(Raw records)

• • • • • • •

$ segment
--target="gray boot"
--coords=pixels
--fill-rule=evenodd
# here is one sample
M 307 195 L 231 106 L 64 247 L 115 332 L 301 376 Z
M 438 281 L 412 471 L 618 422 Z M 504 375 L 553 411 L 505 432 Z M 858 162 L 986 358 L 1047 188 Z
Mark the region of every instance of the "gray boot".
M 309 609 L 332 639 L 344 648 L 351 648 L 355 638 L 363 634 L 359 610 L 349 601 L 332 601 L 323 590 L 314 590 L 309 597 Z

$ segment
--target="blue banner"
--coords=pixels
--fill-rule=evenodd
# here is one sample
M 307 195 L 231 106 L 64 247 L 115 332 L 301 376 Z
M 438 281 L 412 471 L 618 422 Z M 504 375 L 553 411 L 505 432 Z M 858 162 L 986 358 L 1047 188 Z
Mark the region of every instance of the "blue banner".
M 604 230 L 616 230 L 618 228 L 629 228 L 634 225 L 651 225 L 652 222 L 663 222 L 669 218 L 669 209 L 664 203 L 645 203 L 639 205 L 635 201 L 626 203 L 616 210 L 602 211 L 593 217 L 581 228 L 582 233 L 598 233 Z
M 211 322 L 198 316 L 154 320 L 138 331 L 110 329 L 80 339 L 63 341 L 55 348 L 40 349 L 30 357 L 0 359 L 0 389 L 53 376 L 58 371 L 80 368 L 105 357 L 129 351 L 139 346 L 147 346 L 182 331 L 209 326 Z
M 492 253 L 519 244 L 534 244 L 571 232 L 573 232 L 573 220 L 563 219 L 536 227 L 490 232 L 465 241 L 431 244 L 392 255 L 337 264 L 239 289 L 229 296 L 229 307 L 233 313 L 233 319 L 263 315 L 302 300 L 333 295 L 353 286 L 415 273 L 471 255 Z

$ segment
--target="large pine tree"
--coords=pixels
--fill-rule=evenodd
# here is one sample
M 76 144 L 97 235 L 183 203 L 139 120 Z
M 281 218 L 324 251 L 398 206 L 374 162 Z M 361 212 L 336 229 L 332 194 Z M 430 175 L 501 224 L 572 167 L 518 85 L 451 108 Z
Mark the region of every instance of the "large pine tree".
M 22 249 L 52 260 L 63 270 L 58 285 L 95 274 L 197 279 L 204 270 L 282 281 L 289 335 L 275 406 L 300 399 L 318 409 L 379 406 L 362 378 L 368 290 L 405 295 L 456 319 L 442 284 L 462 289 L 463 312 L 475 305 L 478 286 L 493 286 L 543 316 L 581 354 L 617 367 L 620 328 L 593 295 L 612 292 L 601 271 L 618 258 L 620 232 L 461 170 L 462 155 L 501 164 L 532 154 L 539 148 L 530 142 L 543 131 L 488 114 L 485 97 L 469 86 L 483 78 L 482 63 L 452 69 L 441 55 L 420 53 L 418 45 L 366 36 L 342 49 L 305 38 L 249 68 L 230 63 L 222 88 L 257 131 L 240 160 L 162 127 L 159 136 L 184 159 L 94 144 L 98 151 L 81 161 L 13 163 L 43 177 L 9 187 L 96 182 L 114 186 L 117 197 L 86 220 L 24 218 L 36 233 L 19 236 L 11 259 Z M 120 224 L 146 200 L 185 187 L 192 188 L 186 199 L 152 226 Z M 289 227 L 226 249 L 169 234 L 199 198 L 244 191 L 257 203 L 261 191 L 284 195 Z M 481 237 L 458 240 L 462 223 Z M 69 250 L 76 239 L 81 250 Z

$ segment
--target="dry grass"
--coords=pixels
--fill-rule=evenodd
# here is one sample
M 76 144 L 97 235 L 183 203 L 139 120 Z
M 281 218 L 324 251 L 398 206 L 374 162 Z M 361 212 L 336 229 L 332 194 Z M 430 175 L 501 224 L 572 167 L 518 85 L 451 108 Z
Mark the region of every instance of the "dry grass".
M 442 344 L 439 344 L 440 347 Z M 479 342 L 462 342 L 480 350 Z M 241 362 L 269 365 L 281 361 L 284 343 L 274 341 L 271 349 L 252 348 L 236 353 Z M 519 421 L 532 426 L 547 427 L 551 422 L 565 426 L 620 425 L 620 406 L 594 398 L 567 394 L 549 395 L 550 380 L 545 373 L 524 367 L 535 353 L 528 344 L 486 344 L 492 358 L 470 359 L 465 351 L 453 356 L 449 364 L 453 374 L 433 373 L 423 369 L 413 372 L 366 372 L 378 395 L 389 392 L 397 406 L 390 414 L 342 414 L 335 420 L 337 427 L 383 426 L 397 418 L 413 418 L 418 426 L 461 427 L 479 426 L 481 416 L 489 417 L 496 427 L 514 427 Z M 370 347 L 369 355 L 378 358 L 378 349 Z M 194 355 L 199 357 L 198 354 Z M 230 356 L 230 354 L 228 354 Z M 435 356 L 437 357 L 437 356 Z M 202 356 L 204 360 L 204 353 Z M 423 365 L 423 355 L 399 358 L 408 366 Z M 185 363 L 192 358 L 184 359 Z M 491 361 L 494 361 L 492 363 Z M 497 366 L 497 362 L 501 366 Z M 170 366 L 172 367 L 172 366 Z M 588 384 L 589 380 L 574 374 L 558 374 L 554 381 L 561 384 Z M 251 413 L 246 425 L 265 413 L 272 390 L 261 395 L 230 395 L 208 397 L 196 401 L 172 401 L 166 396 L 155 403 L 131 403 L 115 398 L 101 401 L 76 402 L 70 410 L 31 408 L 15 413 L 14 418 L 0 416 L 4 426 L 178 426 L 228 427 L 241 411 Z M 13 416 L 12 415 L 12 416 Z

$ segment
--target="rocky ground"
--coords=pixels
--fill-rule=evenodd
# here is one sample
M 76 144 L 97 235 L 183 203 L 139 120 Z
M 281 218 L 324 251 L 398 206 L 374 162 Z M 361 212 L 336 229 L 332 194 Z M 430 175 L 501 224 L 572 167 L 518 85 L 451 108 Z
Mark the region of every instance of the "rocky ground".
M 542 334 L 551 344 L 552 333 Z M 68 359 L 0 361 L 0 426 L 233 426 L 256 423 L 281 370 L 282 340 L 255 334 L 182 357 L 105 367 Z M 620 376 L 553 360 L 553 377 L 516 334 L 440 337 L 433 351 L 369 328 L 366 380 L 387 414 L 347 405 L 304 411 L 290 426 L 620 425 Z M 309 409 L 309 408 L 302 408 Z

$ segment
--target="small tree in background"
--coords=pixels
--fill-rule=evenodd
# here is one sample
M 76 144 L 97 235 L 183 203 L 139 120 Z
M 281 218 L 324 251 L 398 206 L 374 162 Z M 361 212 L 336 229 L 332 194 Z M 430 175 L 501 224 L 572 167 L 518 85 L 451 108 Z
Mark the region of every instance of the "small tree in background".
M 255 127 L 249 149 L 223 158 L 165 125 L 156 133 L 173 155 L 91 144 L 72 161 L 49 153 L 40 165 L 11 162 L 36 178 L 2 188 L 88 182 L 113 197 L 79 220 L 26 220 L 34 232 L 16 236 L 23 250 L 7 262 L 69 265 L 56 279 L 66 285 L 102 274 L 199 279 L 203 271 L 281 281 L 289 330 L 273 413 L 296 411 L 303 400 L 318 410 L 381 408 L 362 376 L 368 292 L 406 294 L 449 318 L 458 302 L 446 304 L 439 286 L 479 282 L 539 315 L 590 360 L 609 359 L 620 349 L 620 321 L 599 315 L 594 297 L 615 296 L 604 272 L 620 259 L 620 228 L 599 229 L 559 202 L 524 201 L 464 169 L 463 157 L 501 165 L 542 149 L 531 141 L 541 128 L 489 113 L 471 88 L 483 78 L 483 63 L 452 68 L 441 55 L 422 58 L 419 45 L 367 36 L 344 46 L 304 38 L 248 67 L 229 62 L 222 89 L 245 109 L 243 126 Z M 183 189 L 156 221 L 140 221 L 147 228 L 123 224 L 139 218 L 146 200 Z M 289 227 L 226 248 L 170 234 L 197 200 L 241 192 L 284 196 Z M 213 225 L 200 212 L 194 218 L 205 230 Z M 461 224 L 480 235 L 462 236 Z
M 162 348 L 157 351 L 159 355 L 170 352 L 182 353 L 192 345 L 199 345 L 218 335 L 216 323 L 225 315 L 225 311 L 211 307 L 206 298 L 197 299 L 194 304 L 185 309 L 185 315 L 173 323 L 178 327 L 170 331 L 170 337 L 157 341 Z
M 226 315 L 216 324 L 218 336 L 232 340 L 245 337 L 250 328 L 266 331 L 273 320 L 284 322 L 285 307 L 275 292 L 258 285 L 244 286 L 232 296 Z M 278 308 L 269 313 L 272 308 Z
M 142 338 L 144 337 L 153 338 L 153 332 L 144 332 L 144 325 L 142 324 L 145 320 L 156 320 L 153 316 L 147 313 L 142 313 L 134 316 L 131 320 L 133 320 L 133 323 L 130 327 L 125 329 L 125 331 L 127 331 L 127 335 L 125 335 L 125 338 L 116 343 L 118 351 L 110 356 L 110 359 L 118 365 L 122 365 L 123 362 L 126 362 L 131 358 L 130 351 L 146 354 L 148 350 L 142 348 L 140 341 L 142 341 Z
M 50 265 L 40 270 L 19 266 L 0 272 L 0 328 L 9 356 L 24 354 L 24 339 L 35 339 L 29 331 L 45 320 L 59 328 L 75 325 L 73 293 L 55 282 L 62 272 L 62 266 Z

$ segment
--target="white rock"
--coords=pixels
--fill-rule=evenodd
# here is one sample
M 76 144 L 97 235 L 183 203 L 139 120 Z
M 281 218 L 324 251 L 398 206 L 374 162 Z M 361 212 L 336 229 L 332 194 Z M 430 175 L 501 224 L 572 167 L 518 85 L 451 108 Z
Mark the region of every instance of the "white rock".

• • • • • • •

What the task requires>
Quote, unchanged, the stretch of the records above from the start through the line that contains "M 309 609 L".

Task output>
$ segment
--target="gray boot"
--coords=pixels
--fill-rule=evenodd
# here is one sample
M 307 195 L 231 106 L 64 247 L 115 332 L 301 376 Z
M 438 281 L 412 471 L 618 422 Z M 504 375 L 553 411 L 505 432 Z M 858 162 L 986 358 L 1047 188 Z
Mark the region of every instance of the "gray boot".
M 309 609 L 332 639 L 344 648 L 351 648 L 355 638 L 363 634 L 359 610 L 349 601 L 332 601 L 323 590 L 314 590 L 309 597 Z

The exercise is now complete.